--- REQUIRED TASKS ---
[a] Turn the paragraph in the webcast summary below that begins "B2B companies face an unusually complex environment" into a short bulleted list that keeps its main facts.
[b] Write a continuation of the webcast summary below, starting right after its last sentence.

Webcast

2025 State of B2B eCommerce

Annual research findings reveal eight key insights on digital transformation in B2B, including cultural barriers that slow progress, AI's accelerating impact, the persistent challenge of product findability, and the need for greater digital maturity at the executive level.

Key takeaways

  • Over one-third of B2B companies have less than 10% e-commerce penetration, and 43% report losing sales due to disconnection between websites and salespeople. Cultural barriers around leadership alignment, cross-functional adoption, and legacy processes continue to slow digital transformation.
  • AI and machine learning topped the list of trends expected to have significant impact, with 89% of practitioners citing it. However, when asked about top investment priorities, companies cited product findability rather than AI itself, indicating foundational capabilities remain unfilled.
  • Only 51% of B2B practitioners report satisfaction with their e-commerce platform. Software companies are being asked to address B2B-specific challenges like self-service portals that free salespeople from low-value tasks while still meeting millennial buyer expectations for digital interaction.
  • Search remains the top technology investment priority. Companies investing in AI-powered search that understands semantics and buyer behavior report significant revenue gains, with one case study showing $9 million in incremental revenue against a $3 million projection. The next evolution will be conversational interfaces that act as 24/7 sales reps.
  • Forty percent of senior executives have little or no digital experience, and the same percentage lack executive buy-in on digital-centric KPIs. Time will solve this as digitally native leaders rise to C-suite roles, but significant damage can occur in the interim when months of delay equal years of lost competitive advantage.

The third annual State of B2B eCommerce research reveals eight key insights on digital transformation. Based on extensive practitioner surveys, regional roundtable conversations, and ongoing interviews with manufacturers and distributors, the findings highlight both persistent challenges and accelerating changes shaping the industry.

The 2025 environment

B2B companies face an unusually complex environment. Tariff situations change weekly. Interest rates remain unpredictable. Customer expectations continue rising as millennials now turn 40 and comprise a larger share of B2B buyers. The gig economy reshapes workforce dynamics. Amazon Business keeps raising the bar. And AI represents what may be a generational shift with existential implications for many companies.

Some issues are slow burns: data cleanup still treated as a cost center, organizational design lagging digital reality, and C-suites lacking digital savviness. Other issues are fast burns: AI adoption accelerating, customer expectations rising, and Amazon continuing to disrupt.

Cultural barriers still slow progress

Tania Coletta, director of digital and e-commerce at Metrie, shared insights on why cultural barriers persist. She sees challenges in three areas: leadership alignment on digital vision and investment, cross-functional buy-in for adoption and execution, and legacy processes and systems that make scaling difficult.

--- INFORMATION SUPPLIED ---
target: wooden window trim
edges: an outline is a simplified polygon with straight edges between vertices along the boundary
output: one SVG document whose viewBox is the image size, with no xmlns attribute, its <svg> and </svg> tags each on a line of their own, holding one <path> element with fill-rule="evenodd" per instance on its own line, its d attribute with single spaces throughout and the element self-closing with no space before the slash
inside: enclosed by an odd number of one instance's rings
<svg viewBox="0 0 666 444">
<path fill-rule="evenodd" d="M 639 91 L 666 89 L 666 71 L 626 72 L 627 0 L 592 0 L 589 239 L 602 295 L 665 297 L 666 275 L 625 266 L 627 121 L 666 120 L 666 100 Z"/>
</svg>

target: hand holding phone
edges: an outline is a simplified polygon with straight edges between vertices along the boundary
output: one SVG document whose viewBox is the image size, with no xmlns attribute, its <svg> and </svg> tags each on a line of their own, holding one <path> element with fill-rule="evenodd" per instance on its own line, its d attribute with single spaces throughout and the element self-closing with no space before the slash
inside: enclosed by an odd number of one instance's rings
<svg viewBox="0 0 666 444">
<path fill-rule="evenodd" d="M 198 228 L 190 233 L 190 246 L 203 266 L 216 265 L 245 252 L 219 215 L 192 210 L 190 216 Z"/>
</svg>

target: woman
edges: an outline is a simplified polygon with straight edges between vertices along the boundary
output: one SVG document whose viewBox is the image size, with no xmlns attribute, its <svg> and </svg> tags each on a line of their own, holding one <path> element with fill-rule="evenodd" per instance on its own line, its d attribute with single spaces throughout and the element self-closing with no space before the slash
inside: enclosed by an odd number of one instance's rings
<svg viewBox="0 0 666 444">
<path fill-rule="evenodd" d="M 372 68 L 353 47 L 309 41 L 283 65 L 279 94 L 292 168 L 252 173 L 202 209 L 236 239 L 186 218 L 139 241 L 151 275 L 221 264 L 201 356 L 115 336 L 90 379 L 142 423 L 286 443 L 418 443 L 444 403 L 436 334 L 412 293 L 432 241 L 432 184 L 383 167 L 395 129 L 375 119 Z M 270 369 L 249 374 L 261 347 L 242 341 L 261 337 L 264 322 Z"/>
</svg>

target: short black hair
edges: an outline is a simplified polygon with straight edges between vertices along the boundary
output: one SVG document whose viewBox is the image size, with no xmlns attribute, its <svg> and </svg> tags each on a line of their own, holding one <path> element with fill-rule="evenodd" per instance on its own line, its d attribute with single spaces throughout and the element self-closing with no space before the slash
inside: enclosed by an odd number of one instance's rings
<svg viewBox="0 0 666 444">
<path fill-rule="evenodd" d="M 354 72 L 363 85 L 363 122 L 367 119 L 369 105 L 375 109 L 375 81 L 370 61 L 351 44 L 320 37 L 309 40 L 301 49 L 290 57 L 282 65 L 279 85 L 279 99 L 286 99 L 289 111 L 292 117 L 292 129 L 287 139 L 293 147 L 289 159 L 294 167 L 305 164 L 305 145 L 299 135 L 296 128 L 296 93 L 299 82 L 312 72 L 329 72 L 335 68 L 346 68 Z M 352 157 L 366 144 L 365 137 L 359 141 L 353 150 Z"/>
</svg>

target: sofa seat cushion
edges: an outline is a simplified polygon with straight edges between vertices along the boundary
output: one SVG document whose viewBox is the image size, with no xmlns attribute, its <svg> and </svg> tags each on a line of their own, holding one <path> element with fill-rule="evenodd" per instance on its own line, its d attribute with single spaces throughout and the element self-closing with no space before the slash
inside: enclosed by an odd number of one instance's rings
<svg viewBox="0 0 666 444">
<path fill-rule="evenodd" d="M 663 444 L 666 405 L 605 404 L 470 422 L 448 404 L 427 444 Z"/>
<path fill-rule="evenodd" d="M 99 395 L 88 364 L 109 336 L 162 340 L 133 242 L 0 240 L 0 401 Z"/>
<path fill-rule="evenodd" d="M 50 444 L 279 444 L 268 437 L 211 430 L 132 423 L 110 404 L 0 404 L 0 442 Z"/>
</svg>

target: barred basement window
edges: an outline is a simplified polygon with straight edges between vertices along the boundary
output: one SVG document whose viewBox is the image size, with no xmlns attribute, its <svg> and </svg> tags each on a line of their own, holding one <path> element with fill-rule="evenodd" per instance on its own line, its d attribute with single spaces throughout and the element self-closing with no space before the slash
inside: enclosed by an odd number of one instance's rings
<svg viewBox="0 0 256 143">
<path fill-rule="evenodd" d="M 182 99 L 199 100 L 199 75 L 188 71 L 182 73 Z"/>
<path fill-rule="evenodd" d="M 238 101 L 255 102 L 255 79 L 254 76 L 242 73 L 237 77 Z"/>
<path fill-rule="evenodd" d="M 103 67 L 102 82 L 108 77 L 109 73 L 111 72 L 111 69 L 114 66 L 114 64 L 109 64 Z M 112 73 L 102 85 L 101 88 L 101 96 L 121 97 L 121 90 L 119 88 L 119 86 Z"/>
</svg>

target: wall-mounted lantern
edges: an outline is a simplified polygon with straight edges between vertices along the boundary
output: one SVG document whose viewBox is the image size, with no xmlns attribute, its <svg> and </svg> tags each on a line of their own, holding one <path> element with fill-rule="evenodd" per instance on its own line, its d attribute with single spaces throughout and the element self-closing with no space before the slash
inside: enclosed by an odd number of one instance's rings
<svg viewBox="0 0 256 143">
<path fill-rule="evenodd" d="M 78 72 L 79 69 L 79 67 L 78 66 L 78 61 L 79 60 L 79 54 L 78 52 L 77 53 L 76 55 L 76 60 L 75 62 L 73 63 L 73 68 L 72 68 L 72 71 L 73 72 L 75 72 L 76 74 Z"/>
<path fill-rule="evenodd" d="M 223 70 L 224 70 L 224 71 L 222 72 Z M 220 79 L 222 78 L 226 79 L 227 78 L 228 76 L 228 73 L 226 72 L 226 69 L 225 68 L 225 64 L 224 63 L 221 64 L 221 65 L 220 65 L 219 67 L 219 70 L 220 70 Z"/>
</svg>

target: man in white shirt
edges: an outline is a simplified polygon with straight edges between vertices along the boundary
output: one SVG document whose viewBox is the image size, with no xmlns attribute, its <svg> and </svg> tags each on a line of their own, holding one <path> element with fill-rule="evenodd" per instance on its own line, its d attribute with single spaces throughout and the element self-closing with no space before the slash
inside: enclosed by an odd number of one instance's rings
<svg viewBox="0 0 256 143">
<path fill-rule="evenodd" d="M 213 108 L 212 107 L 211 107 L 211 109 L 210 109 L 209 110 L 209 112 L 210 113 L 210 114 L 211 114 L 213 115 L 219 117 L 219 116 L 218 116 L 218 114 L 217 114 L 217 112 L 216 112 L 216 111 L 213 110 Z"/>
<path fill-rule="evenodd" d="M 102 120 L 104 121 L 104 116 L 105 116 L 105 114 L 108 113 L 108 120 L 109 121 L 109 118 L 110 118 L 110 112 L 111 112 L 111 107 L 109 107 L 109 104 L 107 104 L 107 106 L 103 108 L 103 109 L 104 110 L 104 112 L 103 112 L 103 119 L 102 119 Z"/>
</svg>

--- ANSWERS TO THE EXERCISES ---
[a]
- Tariffs change weekly.
- Interest rates are unpredictable.
- Customer expectations keep rising as millennials, now turning 40, make up more B2B buyers.
- The gig economy is reshaping the workforce.
- Amazon Business keeps raising the bar.
- AI may be a generational shift that threatens many companies' existence.

[b]
The one piece that rang so true was around listening versus talking. It sounds so simple, but a lot of the wins I have seen in my career come from sitting down and listening to business leaders. That is where you get gamechanging learnings that help your agenda but also build trust.

Tania Coletta, Metrie

Coletta personalizes messages for each stakeholder, helping them identify with stories that matter to their specific goals. After four years operating a B2B e-commerce platform, Metrie has had pockets of success alongside challenges with adoption in certain customer groups and markets with less internal buy-in. Progress comes from presenting data as stories about customers or sales teams, helping regional leaders understand the benefits.

The research found that 43% of B2B companies report losing sales due to disconnection between websites and salespeople. Only by listening and aligning can companies close this gap.

B2B-specific software requirements

Megan York, global head of product marketing at SAP, addressed the need for software that solves B2B-specific problems rather than warmed-over B2C platforms. One persistent issue: salespeople spend significant time answering low-value questions about order status, invoice history, and delivery timing rather than focusing on high-value accounts.

Self-service portals offer a solution for companies not ready for full e-commerce. These portals let customers find answers digitally while freeing salespeople for strategic work. The key is helping sales teams understand that technology makes them more effective rather than replacing them.

On practical AI applications, York pointed to product description generation. Few people enjoy writing catalog descriptions, and AI can produce more robust content that improves findability while freeing teams for strategic projects. Only 51% of practitioners report satisfaction with their B2B e-commerce platforms, indicating significant room for improvement.

Product findability remains top priority

Despite AI dominating trend discussions, improving product findability emerged as the top technology investment priority. Sheerine Reid, director of product marketing at Coveo, explained why search remains critical.

Search directly impacts conversion rate, average order value, and revenue per visit. Poor search also creates friction that affects adoption rates and keeps customers calling sales reps rather than using digital channels. When companies fix search, payoff can be significant.

One of our customers recently made an internal business case for investing in search. They projected $3 million in incremental revenue the first year. That first year is not up yet and they have already surpassed that by 3x.

Sheerine Reid, Coveo

The difference comes from AI-powered search that understands semantics rather than just matching keywords. Search that learns from behavior, understands intent, and constantly improves eliminates the manual rules and synonym creation that drain team resources.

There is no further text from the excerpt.